YMCA's One Number Different spot shows it's 'a place that can help' people from any zip code

The Y's ad featured neighborhoods with nearly identical zip codes yet dramatically different socioeconomic realities.

Company: YMCA
Campaign: One Number Different
Agency mix: Droga5 (creative agency), KSM (media strategy), Catalyst Public Relations (PR), in-house (strategy)
Duration: November 11 - December 31, 2018
Budget: $3.2 million

Using footage to display how dramatically different neighborhoods are depending on their zip codes, a hard-hitting spot from the YMCA asked viewers to confront the fact that a person’s birthplace can determine their future. The video’s message: The Y aims to help kids from all backgrounds with its programs and services.

Most people know the Y as a place that provides affordable gym memberships and a pool where they can teach their kids how to swim. It’s true, it does both, but the Y also offers a range of valuable but lesser-known services, said Valerie Barker Waller, SVP and CMO of the YMCA of the U.S.A.

With 2,700 locations, the Y provides resources to communities across the country, including youth development programs, childcare, an active mentor network, social support (including a program for cancer survivors), services for seniors, and resources for those seeking food and shelter following a disaster.

In a variety of situations, "we’re a place that can help," Waller said.

[Stored items]
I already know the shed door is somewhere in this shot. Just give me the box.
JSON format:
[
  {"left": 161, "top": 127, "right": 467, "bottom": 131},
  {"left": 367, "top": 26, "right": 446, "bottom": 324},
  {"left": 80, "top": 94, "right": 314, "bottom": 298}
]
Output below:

- Study questions
a. According to the article on the YMCA's One Number Different campaign, what was the campaign's budget?
b. Write the next part of the article on the YMCA's One Number Different campaign, starting after its last sentence.

- Responses to the exercise
a. $3.2 million

b.
Not enough people realize this, however. To get higher visibility for the range of resources and services it offers, the organization launched a four-part campaign called For a Better Us.

Preparations for the campaign began in 2015, with the first installment launching in 2016. Planning for One Number Different, the third installment in the series, kicked off in the beginning of 2018.

The organization wanted to showcase the Y as a place for everyone, no matter their background, political leanings, or circumstances. By May, it had settled on using zip codes as a symbol of social disparity in America, representing both the gulf in opportunities, and the Y’s ability to bridge the divide.

"We knew we had the right idea, but it hinged on being able to represent and show different places around the country," Waller said. "That was a production feat."

By May, the organization had already identified its target audience: individuals who had a similar profile to active Y members or volunteers, but were, for whatever reason, not yet involved. From market research, it knew this group was a heavy consumer of news across mediums.

The Y ran 60 and 30-second TV ads as part of a $3.2 million campaign that spanned from November 11 to the end of 2018 on channels including CNN, MSNBC, and Fox. It also ran digital ads and promoted a 15-second version of the spot on social media.

Four influencers from diverse backgrounds and industries were also selected to promote the campaign on Instagram: Olympic gymnast Shawn Johnson, football player Andrew East, doctor Laura Scott, and lifestyle blogger Mandy Ansari.

Following the TV campaign, the Y hired an outside firm to measure the spot’s effectiveness. Of a group of 760 people who had seen the ad, 85% said they found it highly relevant, and 95% said they believed the Y was an organization worthy of support.

The influencer component of the campaign, which consisted of five Instagram posts, racked up more than 55,000 likes. It also generated 246 earned media placements in outlets including Business Insider, USA Today, Yahoo, and The New York Post.

YMCA’s YouTube videos for the campaign have garnered 300,000 total views.